» GOAL OF THE EXERCISE
Could the records below please be retyped exactly, with their pictures left out?

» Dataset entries
<<<<
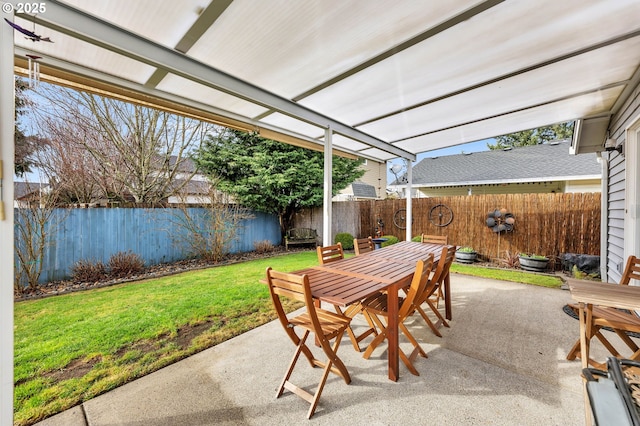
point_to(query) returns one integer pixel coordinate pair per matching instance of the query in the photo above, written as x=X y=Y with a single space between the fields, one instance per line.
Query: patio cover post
x=7 y=124
x=409 y=206
x=326 y=204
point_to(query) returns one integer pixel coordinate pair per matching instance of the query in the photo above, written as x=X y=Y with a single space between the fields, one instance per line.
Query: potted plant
x=533 y=262
x=466 y=255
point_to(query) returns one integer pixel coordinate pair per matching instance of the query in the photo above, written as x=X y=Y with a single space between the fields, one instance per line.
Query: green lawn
x=73 y=347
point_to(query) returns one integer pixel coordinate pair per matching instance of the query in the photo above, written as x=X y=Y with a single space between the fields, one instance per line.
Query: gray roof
x=535 y=163
x=24 y=189
x=363 y=190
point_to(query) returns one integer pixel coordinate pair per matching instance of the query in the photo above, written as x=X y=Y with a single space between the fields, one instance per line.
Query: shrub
x=123 y=264
x=390 y=240
x=346 y=239
x=86 y=271
x=263 y=246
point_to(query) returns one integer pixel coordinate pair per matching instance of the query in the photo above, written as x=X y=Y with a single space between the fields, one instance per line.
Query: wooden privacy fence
x=547 y=224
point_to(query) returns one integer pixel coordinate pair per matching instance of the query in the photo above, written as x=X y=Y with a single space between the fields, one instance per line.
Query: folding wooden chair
x=435 y=289
x=434 y=239
x=332 y=253
x=363 y=245
x=620 y=321
x=324 y=324
x=376 y=306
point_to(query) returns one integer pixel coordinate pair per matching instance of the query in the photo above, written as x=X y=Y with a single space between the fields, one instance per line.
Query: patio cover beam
x=70 y=21
x=7 y=128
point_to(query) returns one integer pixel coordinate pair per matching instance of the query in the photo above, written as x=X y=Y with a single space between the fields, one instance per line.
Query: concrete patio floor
x=502 y=362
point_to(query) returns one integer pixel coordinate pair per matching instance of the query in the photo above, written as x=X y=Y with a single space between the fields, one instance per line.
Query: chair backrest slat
x=417 y=287
x=328 y=254
x=444 y=264
x=434 y=239
x=631 y=270
x=363 y=245
x=295 y=287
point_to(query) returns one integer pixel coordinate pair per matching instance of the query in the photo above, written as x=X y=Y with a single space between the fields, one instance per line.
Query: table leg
x=447 y=296
x=585 y=315
x=392 y=332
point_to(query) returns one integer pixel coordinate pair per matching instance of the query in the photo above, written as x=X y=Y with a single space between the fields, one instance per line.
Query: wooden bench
x=300 y=236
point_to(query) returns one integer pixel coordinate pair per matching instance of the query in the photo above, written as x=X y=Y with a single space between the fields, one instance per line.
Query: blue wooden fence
x=97 y=234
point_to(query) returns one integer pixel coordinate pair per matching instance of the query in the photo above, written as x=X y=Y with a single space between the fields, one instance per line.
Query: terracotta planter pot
x=466 y=257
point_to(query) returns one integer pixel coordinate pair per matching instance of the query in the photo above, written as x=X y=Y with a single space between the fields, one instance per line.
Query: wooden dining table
x=387 y=269
x=588 y=294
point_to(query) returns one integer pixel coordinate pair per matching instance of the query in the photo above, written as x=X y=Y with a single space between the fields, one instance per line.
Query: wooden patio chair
x=434 y=239
x=376 y=306
x=435 y=289
x=363 y=245
x=324 y=324
x=618 y=320
x=333 y=253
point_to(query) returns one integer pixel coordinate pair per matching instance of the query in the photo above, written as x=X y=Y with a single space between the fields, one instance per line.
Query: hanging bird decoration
x=30 y=35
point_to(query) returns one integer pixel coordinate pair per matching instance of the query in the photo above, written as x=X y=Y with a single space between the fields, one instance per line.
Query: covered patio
x=376 y=81
x=502 y=362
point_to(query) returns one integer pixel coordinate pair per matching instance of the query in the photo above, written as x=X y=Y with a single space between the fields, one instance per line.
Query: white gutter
x=409 y=223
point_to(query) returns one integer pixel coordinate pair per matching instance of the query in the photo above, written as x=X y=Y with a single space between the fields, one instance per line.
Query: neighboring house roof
x=22 y=190
x=363 y=190
x=534 y=163
x=194 y=187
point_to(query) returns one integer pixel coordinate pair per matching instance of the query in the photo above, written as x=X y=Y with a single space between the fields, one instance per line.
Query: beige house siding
x=616 y=169
x=375 y=175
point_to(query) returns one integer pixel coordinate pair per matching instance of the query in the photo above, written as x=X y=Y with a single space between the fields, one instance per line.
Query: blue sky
x=458 y=149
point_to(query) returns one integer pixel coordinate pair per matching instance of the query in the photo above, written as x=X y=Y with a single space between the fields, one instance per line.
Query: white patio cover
x=390 y=78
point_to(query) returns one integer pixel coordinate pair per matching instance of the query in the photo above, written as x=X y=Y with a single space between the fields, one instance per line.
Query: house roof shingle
x=535 y=163
x=363 y=190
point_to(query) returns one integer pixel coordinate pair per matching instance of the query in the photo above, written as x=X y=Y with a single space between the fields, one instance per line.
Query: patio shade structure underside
x=390 y=78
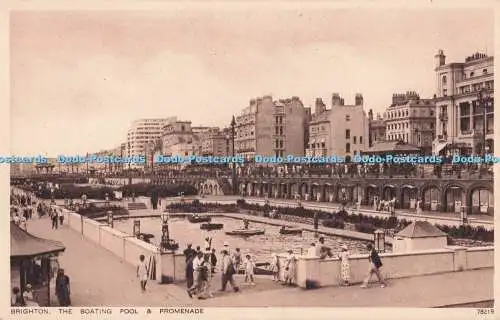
>>>>
» WRITTEN ANSWER
point_to(query) returns one integer pixel coordinate pair per matching instance of the query in the photo above, written as x=X y=Y with a single space between the fields, one instance per line.
Query: patio cover post
x=7 y=124
x=409 y=206
x=326 y=204
point_to(query) returns one integer pixel coordinate pair per matching instance of the query in the photo above, written as x=X y=Y with a single space between the fields, one instance per line.
Query: potted plant
x=533 y=262
x=466 y=255
point_to(query) returns one integer pixel coordinate pair per matching instance of the query in the photo above, written as x=X y=Y with a single space between the fields, one instance per line.
Query: green lawn
x=73 y=347
point_to(query) returns one integer pixel coordinate pair per matching instance of the query in the photo above, written as x=X y=Y with a single space between the fields, one instance per line.
Query: gray roof
x=535 y=163
x=24 y=189
x=363 y=190
point_to(query) returns one integer pixel coordinate pair per matching instance of the query in the photo above, written as x=X y=Y with a single space between the fields, one instance per line.
Query: shrub
x=123 y=264
x=390 y=240
x=346 y=239
x=86 y=271
x=263 y=246
point_to(query) returns one integer pixel coordinate pair per matching instance of the query in the photo above, written as x=X y=Y with a single space between the fields, one instance per line.
Query: wooden privacy fence
x=547 y=224
point_to(query) returns one integer pixel coordinate pair per matching instance of the query in the photo above, written as x=X y=Y with a single space between the fields, one instance per line.
Query: folding wooden chair
x=435 y=289
x=434 y=239
x=332 y=253
x=363 y=245
x=620 y=321
x=324 y=324
x=376 y=306
point_to(query) returns one integer pixel coordinate pair per matching instance of the query in the photo above, written as x=X y=Y with a single space between the fields, one instance per line.
Query: patio cover beam
x=70 y=21
x=7 y=128
point_to(query) returns one integer pixel coordinate pair per matching instance of the query in the photo above, written as x=X y=Y with a single space between the fields, one instance per line.
Query: concrete patio floor
x=502 y=362
point_to(query) returns one integer pixel coordinate pair per matching instance of the query in the photo above, written as x=X y=Y with a single space between the fields, one instance per line.
Query: chair backrest slat
x=417 y=287
x=328 y=254
x=444 y=264
x=434 y=239
x=631 y=270
x=363 y=245
x=295 y=287
point_to(query) returns one integer pixel coordinate pair per matching instance of the query in the photo above, written as x=X y=Y with a single space between the fields, one instance per line.
Query: table leg
x=447 y=296
x=585 y=315
x=392 y=332
point_to(query) returns one integer pixel coordinate pair per matching instance of the query in the photo above, written as x=X y=Y with a single space between the fields, one instance per line.
Query: wooden bench
x=300 y=236
point_to(query) returns one integer pixel coordinate pair per matching instance of the query in the photo above, written as x=X y=Y with a single space between the fields, one instance per line.
Query: blue wooden fence
x=97 y=234
point_to(query) returns one integer pixel coordinate pair per matching instance of the query in the photo above, written as x=X y=Y with a single space between the fields, one instance per line.
Query: terracotta planter pot
x=466 y=257
point_to(query) returns one integer pixel coordinate pair per matching instance of the query in the photo above, written as x=X y=Y with a single space between the fields, one instance per line.
Query: wooden dining table
x=387 y=269
x=588 y=294
point_to(query) returns one integer pixel coordinate pair per matching instance of the query in the photo above, written as x=X y=Y with a single space between the fields, one instance per line.
Query: wooden patio chair
x=434 y=239
x=376 y=306
x=435 y=289
x=363 y=245
x=324 y=324
x=618 y=320
x=333 y=253
point_to(query) returns one integer pixel coordinate pair per matching instance of the query in the photo above, written as x=X y=Y with a single space between the fields, one instance per line.
Query: hanging bird decoration
x=30 y=35
point_to(query) returns one integer pixel coordinate pair per matching instance of the query in the photo above, written as x=X y=Y with a single space between the fields, one instance per line.
Query: covered patio
x=376 y=81
x=502 y=362
point_to(query) returns one integer pixel coordinate pair per matching instance of the query in the photo above, written as x=X y=Y with a single space between the fields, one instance per line.
Query: white gutter
x=409 y=223
point_to(query) returns one integer pixel coordinate pair per matching instance of the query in the photo above, written as x=X y=Y with a single space between the fields, one instance per line.
Query: neighboring house roof
x=22 y=190
x=363 y=190
x=534 y=163
x=194 y=187
point_to(query) returns one integer pixel coordinate pair per matching instance of the query in the photo above, written as x=X y=Y with a single space between the fields, one instance per line.
Query: beige house siding
x=616 y=169
x=375 y=175
point_to(query) returns one integer pixel coordinate pair per matching instance of the query in the photo above, written as x=X y=Y with a single space between the fields, one instance per line.
Query: blue sky
x=458 y=149
point_to(query) returns one integer pixel coordinate pair per matching instance of the query in the photo above, written as x=X y=Y with a single space between the fields, one instance per line.
Query: white patio cover
x=390 y=78
point_to(query) returns one integer pixel coordinate pair per matching instance of the query in the photo above, written as x=X y=Y with a single space between the fields, one instance per line.
Query: house roof shingle
x=535 y=163
x=363 y=190
point_to(query) returns one integer pixel coordinate pair per matching instance of the query in the photo above, written as x=X y=Y with a single space between the fields, one instance per line.
Query: patio shade structure underside
x=390 y=78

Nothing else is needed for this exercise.